## [GIVEN REQUEST]
Recast all of the material below as a JSON list of strings, with one string per line and blank lines left out.

## [SUPPLIED INFORMATION]

________________________________________

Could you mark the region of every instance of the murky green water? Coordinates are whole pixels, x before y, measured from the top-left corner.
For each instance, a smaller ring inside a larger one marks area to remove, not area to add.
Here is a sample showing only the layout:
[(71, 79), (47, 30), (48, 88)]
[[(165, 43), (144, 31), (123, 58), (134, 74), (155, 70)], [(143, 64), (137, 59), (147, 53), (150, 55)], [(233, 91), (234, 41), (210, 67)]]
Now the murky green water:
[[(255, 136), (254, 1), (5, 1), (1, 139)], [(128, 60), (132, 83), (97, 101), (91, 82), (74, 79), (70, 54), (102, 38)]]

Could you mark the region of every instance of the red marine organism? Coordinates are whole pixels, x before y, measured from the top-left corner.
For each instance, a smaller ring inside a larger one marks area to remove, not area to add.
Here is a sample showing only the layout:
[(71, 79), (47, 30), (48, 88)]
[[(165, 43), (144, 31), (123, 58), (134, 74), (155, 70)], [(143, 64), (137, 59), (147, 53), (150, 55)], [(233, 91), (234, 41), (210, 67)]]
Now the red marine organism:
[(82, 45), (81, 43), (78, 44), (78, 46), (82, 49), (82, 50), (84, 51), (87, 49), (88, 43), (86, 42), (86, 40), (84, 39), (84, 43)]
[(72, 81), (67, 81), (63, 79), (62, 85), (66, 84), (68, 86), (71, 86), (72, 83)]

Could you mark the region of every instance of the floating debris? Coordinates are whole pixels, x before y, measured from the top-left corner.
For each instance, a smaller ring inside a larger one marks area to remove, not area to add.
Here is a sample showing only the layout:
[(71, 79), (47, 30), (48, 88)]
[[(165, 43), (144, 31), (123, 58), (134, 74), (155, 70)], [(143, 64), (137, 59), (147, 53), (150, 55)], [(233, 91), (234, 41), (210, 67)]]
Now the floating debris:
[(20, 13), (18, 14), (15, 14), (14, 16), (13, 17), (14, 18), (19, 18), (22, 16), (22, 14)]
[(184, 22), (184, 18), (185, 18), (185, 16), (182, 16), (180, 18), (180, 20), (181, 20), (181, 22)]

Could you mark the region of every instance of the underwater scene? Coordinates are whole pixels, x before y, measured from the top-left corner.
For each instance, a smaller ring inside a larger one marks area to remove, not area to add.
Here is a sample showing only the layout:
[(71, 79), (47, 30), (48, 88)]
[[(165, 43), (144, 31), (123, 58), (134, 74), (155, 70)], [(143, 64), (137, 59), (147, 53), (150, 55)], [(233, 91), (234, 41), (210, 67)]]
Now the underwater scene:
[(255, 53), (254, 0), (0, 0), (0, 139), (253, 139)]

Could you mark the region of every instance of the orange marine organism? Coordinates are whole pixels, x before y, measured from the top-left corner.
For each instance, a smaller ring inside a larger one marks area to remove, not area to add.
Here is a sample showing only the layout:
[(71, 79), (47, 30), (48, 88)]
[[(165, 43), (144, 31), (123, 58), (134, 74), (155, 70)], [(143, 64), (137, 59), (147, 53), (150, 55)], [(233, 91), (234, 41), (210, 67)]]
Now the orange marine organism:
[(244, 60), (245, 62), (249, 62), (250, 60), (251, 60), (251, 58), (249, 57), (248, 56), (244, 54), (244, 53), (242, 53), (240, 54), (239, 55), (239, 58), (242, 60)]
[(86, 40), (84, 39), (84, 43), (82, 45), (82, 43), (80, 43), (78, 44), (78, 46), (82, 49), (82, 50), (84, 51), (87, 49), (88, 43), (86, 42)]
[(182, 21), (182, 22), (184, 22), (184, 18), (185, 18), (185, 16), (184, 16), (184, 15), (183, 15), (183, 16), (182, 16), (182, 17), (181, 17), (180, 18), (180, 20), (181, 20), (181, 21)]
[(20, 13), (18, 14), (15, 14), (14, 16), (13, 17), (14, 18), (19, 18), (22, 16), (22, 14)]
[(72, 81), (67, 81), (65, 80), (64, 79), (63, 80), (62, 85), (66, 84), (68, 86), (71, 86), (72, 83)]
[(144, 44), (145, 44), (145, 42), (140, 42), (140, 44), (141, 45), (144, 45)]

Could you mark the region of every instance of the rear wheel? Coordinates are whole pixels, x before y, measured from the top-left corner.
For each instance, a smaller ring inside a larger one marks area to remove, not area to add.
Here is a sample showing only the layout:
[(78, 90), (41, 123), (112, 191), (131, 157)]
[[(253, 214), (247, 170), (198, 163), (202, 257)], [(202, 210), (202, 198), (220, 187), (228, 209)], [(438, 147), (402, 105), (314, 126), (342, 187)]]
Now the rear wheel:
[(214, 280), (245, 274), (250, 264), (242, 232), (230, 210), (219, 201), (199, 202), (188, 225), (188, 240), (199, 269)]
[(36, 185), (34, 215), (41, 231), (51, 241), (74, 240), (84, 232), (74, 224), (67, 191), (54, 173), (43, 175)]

________________________________________

## [SOLUTION TO THE EXERCISE]
[
  "Could you mark the region of every instance of the murky green water? Coordinates are whole pixels, x before y, measured from the top-left corner.",
  "For each instance, a smaller ring inside a larger one marks area to remove, not area to add.",
  "Here is a sample showing only the layout:",
  "[(71, 79), (47, 30), (48, 88)]",
  "[[(165, 43), (144, 31), (123, 58), (134, 74), (155, 70)], [(143, 64), (137, 59), (147, 53), (150, 55)], [(233, 91), (234, 41), (210, 67)]]",
  "Now the murky green water:",
  "[[(255, 136), (254, 1), (5, 1), (1, 139)], [(128, 60), (132, 83), (97, 101), (91, 82), (74, 79), (70, 54), (102, 38)]]",
  "Could you mark the region of every instance of the red marine organism? Coordinates are whole pixels, x before y, measured from the top-left corner.",
  "For each instance, a smaller ring inside a larger one marks area to remove, not area to add.",
  "Here is a sample showing only the layout:",
  "[(71, 79), (47, 30), (48, 88)]",
  "[[(165, 43), (144, 31), (123, 58), (134, 74), (155, 70)], [(143, 64), (137, 59), (147, 53), (150, 55)], [(233, 91), (234, 41), (210, 67)]]",
  "Now the red marine organism:",
  "[(82, 45), (81, 43), (78, 44), (78, 46), (82, 49), (82, 50), (84, 51), (87, 49), (88, 43), (86, 42), (86, 40), (84, 39), (84, 43)]",
  "[(72, 81), (67, 81), (63, 79), (62, 85), (66, 84), (68, 86), (71, 86), (72, 83)]",
  "Could you mark the region of every instance of the floating debris? Coordinates are whole pixels, x before y, measured from the top-left corner.",
  "For each instance, a smaller ring inside a larger one marks area to remove, not area to add.",
  "Here is a sample showing only the layout:",
  "[(71, 79), (47, 30), (48, 88)]",
  "[[(165, 43), (144, 31), (123, 58), (134, 74), (155, 70)], [(143, 64), (137, 59), (147, 53), (150, 55)], [(233, 91), (234, 41), (210, 67)]]",
  "Now the floating debris:",
  "[(20, 13), (18, 14), (15, 14), (14, 16), (13, 17), (14, 18), (19, 18), (22, 16), (22, 14)]",
  "[(184, 22), (184, 18), (185, 18), (185, 16), (182, 16), (180, 18), (180, 20), (181, 20), (181, 22)]",
  "Could you mark the region of every instance of the underwater scene? Coordinates are whole pixels, x before y, measured from the top-left corner.",
  "For each instance, a smaller ring inside a larger one marks area to remove, not area to add.",
  "Here is a sample showing only the layout:",
  "[(71, 79), (47, 30), (48, 88)]",
  "[[(165, 43), (144, 31), (123, 58), (134, 74), (155, 70)], [(143, 64), (137, 59), (147, 53), (150, 55)], [(233, 91), (234, 41), (210, 67)]]",
  "Now the underwater scene:",
  "[(255, 53), (254, 0), (0, 0), (0, 139), (253, 139)]",
  "Could you mark the region of every instance of the orange marine organism? Coordinates are whole pixels, x before y, measured from the top-left corner.",
  "For each instance, a smaller ring inside a larger one marks area to remove, not area to add.",
  "Here is a sample showing only the layout:",
  "[(71, 79), (47, 30), (48, 88)]",
  "[[(165, 43), (144, 31), (123, 58), (134, 74), (155, 70)], [(143, 64), (137, 59), (147, 53), (150, 55)], [(233, 91), (234, 41), (210, 67)]]",
  "Now the orange marine organism:",
  "[(244, 60), (245, 62), (249, 62), (250, 60), (251, 60), (251, 58), (249, 57), (248, 56), (244, 54), (244, 53), (242, 53), (240, 54), (239, 55), (239, 58), (242, 60)]",
  "[(86, 40), (84, 39), (84, 43), (82, 45), (82, 43), (80, 43), (78, 44), (78, 46), (82, 49), (82, 50), (84, 51), (87, 49), (88, 43), (86, 42)]",
  "[(182, 21), (182, 22), (184, 22), (184, 18), (185, 18), (185, 16), (184, 16), (184, 15), (183, 15), (183, 16), (182, 16), (182, 17), (181, 17), (180, 18), (180, 20), (181, 20), (181, 21)]",
  "[(20, 13), (18, 14), (15, 14), (14, 16), (13, 17), (14, 18), (19, 18), (22, 16), (22, 14)]",
  "[(72, 81), (67, 81), (65, 80), (64, 79), (63, 80), (62, 85), (66, 84), (68, 86), (71, 86), (72, 83)]",
  "[(144, 44), (145, 44), (145, 42), (140, 42), (140, 44), (141, 45), (144, 45)]",
  "Could you mark the region of every instance of the rear wheel? Coordinates are whole pixels, x before y, measured from the top-left corner.",
  "For each instance, a smaller ring inside a larger one marks area to remove, not area to add.",
  "Here is a sample showing only the layout:",
  "[(78, 90), (41, 123), (112, 191), (131, 157)]",
  "[[(253, 214), (247, 170), (198, 163), (202, 257)], [(202, 210), (202, 198), (220, 187), (228, 209)], [(438, 147), (402, 105), (314, 126), (342, 187)]]",
  "Now the rear wheel:",
  "[(214, 280), (245, 274), (250, 264), (242, 232), (230, 210), (219, 201), (199, 202), (188, 225), (188, 240), (199, 269)]",
  "[(36, 185), (34, 215), (41, 231), (51, 241), (74, 240), (84, 232), (74, 224), (67, 191), (54, 173), (43, 175)]"
]